---------- SUPPLIED PASSAGE

Automatically Generating Web Applications from Requirements Via Multi-Agent Test-Driven Development
Yuxuan Wan, Tingshuo Liang, Jiakai Xu, Jingyu Xiao, Yintong Huo, Michael R. Lyu
TL;DR
TDDev presents the first TDD-enabled multi-agent framework for automatic end-to-end full-stack web development from natural language or design images. It assembles three specialized agents—test-case generation, development, and testing—into a cohesive Req-to-App workflow that iteratively refines implementations based on executable tests and user-simulation feedback. Experimental results on the multimodal Req-to-App-MM benchmark show TDDev achieves higher accuracy, lower failure rates, and competitive visual fidelity compared with baselines, while substantially reducing manual developer effort. This work demonstrates the practical potential of integrating TDD with LLM agents to automate reliable, visually faithful, full-stack web applications at scale, with clear directions for further improvements in open-source model support and scalability of feedback cycles.
Abstract
Developing full-stack web applications is complex and time-intensive, demanding proficiency across diverse technologies and frameworks. Although recent advances in multimodal large language models (MLLMs) enable automated webpage generation from visual inputs, current solutions remain limited to front-end tasks and fail to deliver fully functional applications. In this work, we introduce TDDev, the first test-driven development (TDD)-enabled LLM-agent framework for end-to-end full-stack web application generation. Given a natural language description or design image, TDDev automatically derives executable test cases, generates front-end and back-end code, simulates user interactions, and iteratively refines the implementation until all requirements are satisfied. Our framework addresses key challenges in full-stack automation, including underspecified user requirements, complex interdependencies among multiple files, and the need for both functional correctness and visual fidelity. Through extensive experiments on diverse application scenarios, TDDev achieves a 14.4% improvement on overall accuracy compared to state-of-the-art baselines, demonstrating its effectiveness in producing reliable, high-quality web applications without requiring manual intervention.

--------------------
---------- DATA LISTING

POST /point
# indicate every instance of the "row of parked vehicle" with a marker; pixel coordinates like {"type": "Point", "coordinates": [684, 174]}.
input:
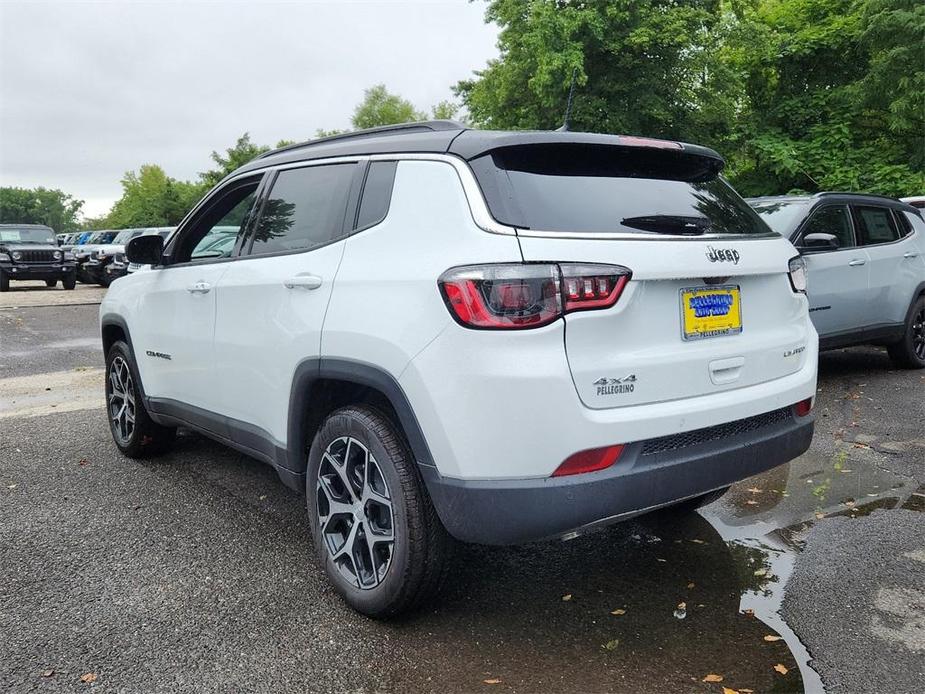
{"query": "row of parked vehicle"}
{"type": "Point", "coordinates": [99, 256]}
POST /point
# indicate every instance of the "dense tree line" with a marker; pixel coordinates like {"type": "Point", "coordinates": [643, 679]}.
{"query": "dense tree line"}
{"type": "Point", "coordinates": [798, 95]}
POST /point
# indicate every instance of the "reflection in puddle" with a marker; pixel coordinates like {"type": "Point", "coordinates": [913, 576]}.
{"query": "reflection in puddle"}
{"type": "Point", "coordinates": [654, 604]}
{"type": "Point", "coordinates": [765, 519]}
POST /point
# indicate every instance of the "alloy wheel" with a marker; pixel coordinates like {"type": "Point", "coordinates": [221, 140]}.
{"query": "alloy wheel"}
{"type": "Point", "coordinates": [355, 513]}
{"type": "Point", "coordinates": [918, 334]}
{"type": "Point", "coordinates": [121, 400]}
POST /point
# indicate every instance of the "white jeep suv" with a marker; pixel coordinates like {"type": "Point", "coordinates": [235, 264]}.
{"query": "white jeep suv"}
{"type": "Point", "coordinates": [498, 337]}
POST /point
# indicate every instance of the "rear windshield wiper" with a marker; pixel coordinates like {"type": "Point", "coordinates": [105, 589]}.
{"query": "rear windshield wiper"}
{"type": "Point", "coordinates": [669, 224]}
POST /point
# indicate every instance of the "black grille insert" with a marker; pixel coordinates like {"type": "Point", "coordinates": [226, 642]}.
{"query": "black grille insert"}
{"type": "Point", "coordinates": [720, 431]}
{"type": "Point", "coordinates": [37, 256]}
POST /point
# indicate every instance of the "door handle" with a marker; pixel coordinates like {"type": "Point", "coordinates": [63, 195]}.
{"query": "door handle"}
{"type": "Point", "coordinates": [303, 282]}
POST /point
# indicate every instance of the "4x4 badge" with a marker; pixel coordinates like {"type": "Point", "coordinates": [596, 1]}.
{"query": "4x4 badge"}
{"type": "Point", "coordinates": [723, 255]}
{"type": "Point", "coordinates": [615, 386]}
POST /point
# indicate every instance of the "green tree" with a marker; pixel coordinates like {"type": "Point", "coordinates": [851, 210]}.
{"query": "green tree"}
{"type": "Point", "coordinates": [379, 107]}
{"type": "Point", "coordinates": [234, 157]}
{"type": "Point", "coordinates": [824, 108]}
{"type": "Point", "coordinates": [53, 208]}
{"type": "Point", "coordinates": [640, 66]}
{"type": "Point", "coordinates": [151, 198]}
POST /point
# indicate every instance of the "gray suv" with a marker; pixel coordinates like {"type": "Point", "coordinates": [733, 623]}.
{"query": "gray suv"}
{"type": "Point", "coordinates": [865, 256]}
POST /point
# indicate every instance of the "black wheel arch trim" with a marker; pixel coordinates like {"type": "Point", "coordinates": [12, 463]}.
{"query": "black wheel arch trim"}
{"type": "Point", "coordinates": [361, 373]}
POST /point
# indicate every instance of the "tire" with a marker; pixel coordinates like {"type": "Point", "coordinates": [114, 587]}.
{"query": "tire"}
{"type": "Point", "coordinates": [133, 431]}
{"type": "Point", "coordinates": [909, 352]}
{"type": "Point", "coordinates": [358, 452]}
{"type": "Point", "coordinates": [688, 506]}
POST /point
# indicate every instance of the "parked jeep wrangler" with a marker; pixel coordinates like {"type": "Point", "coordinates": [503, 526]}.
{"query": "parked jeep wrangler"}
{"type": "Point", "coordinates": [30, 252]}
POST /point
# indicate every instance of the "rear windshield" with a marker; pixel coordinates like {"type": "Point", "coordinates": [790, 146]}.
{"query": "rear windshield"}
{"type": "Point", "coordinates": [782, 216]}
{"type": "Point", "coordinates": [593, 189]}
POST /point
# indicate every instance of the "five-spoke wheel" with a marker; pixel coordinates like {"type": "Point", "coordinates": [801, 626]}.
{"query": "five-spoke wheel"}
{"type": "Point", "coordinates": [355, 512]}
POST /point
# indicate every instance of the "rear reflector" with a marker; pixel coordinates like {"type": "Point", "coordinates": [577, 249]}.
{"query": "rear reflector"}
{"type": "Point", "coordinates": [590, 460]}
{"type": "Point", "coordinates": [803, 408]}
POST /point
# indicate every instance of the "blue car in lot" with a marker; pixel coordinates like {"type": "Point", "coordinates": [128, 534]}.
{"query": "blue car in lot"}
{"type": "Point", "coordinates": [865, 258]}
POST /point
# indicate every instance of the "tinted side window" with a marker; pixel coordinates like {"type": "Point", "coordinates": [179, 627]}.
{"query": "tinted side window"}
{"type": "Point", "coordinates": [903, 223]}
{"type": "Point", "coordinates": [226, 214]}
{"type": "Point", "coordinates": [305, 209]}
{"type": "Point", "coordinates": [377, 193]}
{"type": "Point", "coordinates": [834, 220]}
{"type": "Point", "coordinates": [875, 225]}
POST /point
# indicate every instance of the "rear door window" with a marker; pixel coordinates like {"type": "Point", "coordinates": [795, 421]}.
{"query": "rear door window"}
{"type": "Point", "coordinates": [834, 220]}
{"type": "Point", "coordinates": [305, 209]}
{"type": "Point", "coordinates": [591, 189]}
{"type": "Point", "coordinates": [875, 225]}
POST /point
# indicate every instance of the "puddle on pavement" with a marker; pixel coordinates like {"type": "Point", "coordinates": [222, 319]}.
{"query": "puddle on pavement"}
{"type": "Point", "coordinates": [695, 596]}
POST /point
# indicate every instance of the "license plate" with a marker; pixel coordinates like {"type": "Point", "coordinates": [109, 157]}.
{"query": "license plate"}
{"type": "Point", "coordinates": [710, 312]}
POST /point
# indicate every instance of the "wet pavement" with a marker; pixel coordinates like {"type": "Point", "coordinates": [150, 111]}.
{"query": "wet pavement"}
{"type": "Point", "coordinates": [193, 572]}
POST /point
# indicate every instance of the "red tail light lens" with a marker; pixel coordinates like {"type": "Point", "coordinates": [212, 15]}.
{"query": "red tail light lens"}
{"type": "Point", "coordinates": [803, 408]}
{"type": "Point", "coordinates": [589, 461]}
{"type": "Point", "coordinates": [525, 295]}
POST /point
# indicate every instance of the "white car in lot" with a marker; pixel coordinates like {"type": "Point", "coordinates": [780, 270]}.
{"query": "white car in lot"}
{"type": "Point", "coordinates": [498, 337]}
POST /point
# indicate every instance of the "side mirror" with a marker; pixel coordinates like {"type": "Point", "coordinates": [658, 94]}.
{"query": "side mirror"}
{"type": "Point", "coordinates": [819, 242]}
{"type": "Point", "coordinates": [145, 250]}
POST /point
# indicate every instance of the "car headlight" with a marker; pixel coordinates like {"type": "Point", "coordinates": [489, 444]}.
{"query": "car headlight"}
{"type": "Point", "coordinates": [798, 274]}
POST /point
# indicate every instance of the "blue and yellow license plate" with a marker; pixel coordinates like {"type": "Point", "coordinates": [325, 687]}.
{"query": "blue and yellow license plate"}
{"type": "Point", "coordinates": [710, 312]}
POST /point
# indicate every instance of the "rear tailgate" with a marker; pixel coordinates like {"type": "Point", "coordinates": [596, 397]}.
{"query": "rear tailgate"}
{"type": "Point", "coordinates": [709, 307]}
{"type": "Point", "coordinates": [636, 352]}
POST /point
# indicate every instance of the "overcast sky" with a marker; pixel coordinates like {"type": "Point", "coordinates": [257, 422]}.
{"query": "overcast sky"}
{"type": "Point", "coordinates": [89, 90]}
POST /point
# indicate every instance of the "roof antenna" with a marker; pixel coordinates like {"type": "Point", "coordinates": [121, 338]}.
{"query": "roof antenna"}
{"type": "Point", "coordinates": [568, 105]}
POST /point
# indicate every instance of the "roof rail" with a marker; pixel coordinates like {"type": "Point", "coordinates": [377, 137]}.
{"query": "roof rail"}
{"type": "Point", "coordinates": [398, 129]}
{"type": "Point", "coordinates": [864, 195]}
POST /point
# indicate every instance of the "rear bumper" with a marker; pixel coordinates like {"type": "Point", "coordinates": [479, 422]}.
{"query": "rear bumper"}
{"type": "Point", "coordinates": [650, 474]}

--------------------

PROBLEM 1: In the passage on TDDev, how much does TDDev improve overall accuracy compared to state-of-the-art baselines?
PROBLEM 2: Summarize the passage on TDDev in two sentences.

TASK OUTPUT 1: 14.4%

TASK OUTPUT 2: TDDev is the first test-driven development (TDD)-enabled LLM-agent framework for end-to-end full-stack web application generation from a natural language description or design image. It derives executable test cases, generates front-end and back-end code, simulates user interactions, and iteratively refines the implementation until all requirements are satisfied, achieving a 14.4% improvement in overall accuracy over state-of-the-art baselines.